Recast all of the data below as a numbered list, leaving out any blank lines.

=== Data rows ===

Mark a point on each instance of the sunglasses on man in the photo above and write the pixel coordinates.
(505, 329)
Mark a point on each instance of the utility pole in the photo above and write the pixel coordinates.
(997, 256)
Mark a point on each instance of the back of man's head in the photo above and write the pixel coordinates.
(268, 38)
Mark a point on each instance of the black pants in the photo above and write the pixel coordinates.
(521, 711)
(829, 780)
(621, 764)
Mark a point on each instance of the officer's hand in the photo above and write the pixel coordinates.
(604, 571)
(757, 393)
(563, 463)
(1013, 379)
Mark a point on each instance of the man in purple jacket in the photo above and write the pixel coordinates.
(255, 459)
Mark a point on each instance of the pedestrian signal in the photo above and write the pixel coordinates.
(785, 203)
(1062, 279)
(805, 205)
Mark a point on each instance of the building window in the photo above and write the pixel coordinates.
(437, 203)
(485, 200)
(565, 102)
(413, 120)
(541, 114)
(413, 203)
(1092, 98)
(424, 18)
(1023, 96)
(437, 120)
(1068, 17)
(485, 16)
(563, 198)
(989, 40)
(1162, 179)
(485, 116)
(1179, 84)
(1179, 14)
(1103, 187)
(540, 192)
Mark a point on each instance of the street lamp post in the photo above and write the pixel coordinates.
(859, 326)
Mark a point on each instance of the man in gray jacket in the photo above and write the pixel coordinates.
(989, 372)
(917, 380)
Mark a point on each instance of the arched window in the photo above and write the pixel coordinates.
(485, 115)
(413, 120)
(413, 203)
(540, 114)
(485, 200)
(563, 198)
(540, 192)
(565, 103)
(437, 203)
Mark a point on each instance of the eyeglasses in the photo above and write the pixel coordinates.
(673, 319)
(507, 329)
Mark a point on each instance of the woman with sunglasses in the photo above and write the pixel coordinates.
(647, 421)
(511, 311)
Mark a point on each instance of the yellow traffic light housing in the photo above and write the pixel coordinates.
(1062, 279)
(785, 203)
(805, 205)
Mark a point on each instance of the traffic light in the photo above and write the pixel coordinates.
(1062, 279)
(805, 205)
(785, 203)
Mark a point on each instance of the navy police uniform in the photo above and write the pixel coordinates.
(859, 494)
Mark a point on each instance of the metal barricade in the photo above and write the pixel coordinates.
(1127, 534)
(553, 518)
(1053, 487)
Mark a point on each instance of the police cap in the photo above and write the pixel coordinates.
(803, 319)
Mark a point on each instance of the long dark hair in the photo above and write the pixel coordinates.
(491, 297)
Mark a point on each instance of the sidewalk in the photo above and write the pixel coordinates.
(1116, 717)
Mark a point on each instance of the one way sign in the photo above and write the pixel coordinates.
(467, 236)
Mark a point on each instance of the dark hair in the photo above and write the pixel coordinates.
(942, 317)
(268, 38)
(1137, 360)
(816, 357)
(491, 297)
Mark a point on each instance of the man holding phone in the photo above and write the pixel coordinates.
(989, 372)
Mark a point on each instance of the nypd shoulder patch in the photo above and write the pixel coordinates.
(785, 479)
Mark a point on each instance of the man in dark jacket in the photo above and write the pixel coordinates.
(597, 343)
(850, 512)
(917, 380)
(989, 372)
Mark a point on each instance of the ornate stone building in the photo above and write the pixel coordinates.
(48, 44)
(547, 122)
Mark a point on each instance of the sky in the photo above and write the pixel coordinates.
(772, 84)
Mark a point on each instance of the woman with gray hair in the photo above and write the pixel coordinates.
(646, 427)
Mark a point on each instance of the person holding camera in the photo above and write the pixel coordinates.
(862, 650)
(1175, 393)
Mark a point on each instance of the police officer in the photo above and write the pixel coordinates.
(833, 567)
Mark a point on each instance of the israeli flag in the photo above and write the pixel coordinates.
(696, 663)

===

#### The completed task
1. Mark a point on each instance of the sunglasses on man in the photo above and write the pixel coordinates.
2. (505, 329)
3. Mark a point on each instance of the utility pole in the photo above and write the pixel coordinates.
4. (997, 256)
5. Mark a point on each instance of the back of man's head in the photo above and write the pixel coordinates.
6. (268, 38)
7. Mark a point on each instance of the black pants in the photo above and write the pixel coordinates.
8. (521, 711)
9. (829, 780)
10. (621, 764)
11. Mark a point on each instance of the officer's hand in the photo above and write the pixel coordinates.
12. (604, 571)
13. (757, 393)
14. (563, 463)
15. (1013, 379)
16. Mark a point on each instance of the man in purple jacket in the photo above and write the pixel coordinates.
17. (255, 459)
18. Mark a point on each instance of the pedestrian signal in the photo above and write the pixel coordinates.
19. (785, 203)
20. (1062, 279)
21. (805, 205)
22. Mark a point on each instance of the building window in the photo above and write the pixel coordinates.
23. (437, 203)
24. (485, 200)
25. (565, 102)
26. (413, 120)
27. (541, 114)
28. (413, 203)
29. (1092, 98)
30. (424, 18)
31. (1023, 96)
32. (437, 120)
33. (1068, 17)
34. (485, 16)
35. (563, 198)
36. (989, 40)
37. (1162, 179)
38. (485, 116)
39. (1179, 84)
40. (1179, 14)
41. (1103, 187)
42. (540, 192)
43. Mark a point on each instance of the street lamp post in the photo above and write the pixel coordinates.
44. (859, 326)
45. Mark a point on each instance of the man in gray jacket in the photo above and write the pixel coordinates.
46. (989, 372)
47. (917, 380)
48. Mark a point on each instance of the arched window in the photo above and write the pixel coordinates.
49. (485, 115)
50. (413, 120)
51. (413, 203)
52. (540, 114)
53. (485, 200)
54. (563, 198)
55. (540, 192)
56. (565, 103)
57. (437, 203)
58. Mark a point on each instance of the eyeglasses in the photo above and write the pixel coordinates.
59. (673, 319)
60. (507, 329)
61. Mark a point on each instance of the woman with sunglasses in the photo above and write the pixel coordinates.
62. (647, 421)
63. (511, 311)
64. Mark a point on each instance of the yellow traffic light housing in the photo above and write the pixel coordinates.
65. (1062, 279)
66. (785, 203)
67. (805, 205)
68. Mark a point on each instance of the traffic light in the photo above and write the pixel coordinates.
69. (1062, 279)
70. (805, 205)
71. (785, 203)
72. Mark a point on each instance of the navy police uniform in the photo above and write the pixel coordinates.
73. (859, 494)
74. Mark a point on each instance of the metal barricade in the photo above and write the pixel coordinates.
75. (1127, 534)
76. (553, 518)
77. (1053, 487)
78. Mark a point on each instance of the police cap in the photo above and write the pixel coordinates.
79. (803, 319)
80. Mark a point on each instance of the long dark hair in the photo above and write the pixel coordinates.
81. (491, 297)
82. Mark a point on each instance of the sidewalk in the photo above and write the pixel coordinates.
83. (1116, 717)
84. Mark a point on each instance of the one way sign in the photo above and write the pixel coordinates.
85. (467, 236)
86. Mark a point on each instance of the dark hair in the photo above and write the pixel coordinates.
87. (942, 317)
88. (268, 38)
89. (1137, 360)
90. (816, 357)
91. (491, 297)
92. Mark a point on each instance of the man holding phone in the photo above and write the pixel coordinates.
93. (989, 372)
94. Mark a point on each instance of the nypd shoulder patch in the photo above and write the pixel coordinates.
95. (785, 479)
96. Mark a point on each instance of the man in dark jacket in the photo above and write the pixel coordinates.
97. (597, 343)
98. (850, 512)
99. (917, 380)
100. (989, 372)
101. Mark a point on each instance of the ornate stone building in the photo above and write the pixel coordinates.
102. (48, 44)
103. (547, 122)
104. Mark a point on each instance of the sky in the photo above and write the pixel coordinates.
105. (772, 84)
106. Mark a point on each instance of the woman with gray hair in the photo above and write the pixel coordinates.
107. (646, 427)
108. Mark a point on each instance of the person holding camera in the photo above and write the pixel coordinates.
109. (862, 650)
110. (1175, 393)
111. Mark a point on each instance of the police officer in the photo above and write the pixel coordinates.
112. (833, 567)
113. Mark a point on each instance of the israeli flag in the photo above and write the pixel coordinates.
114. (696, 663)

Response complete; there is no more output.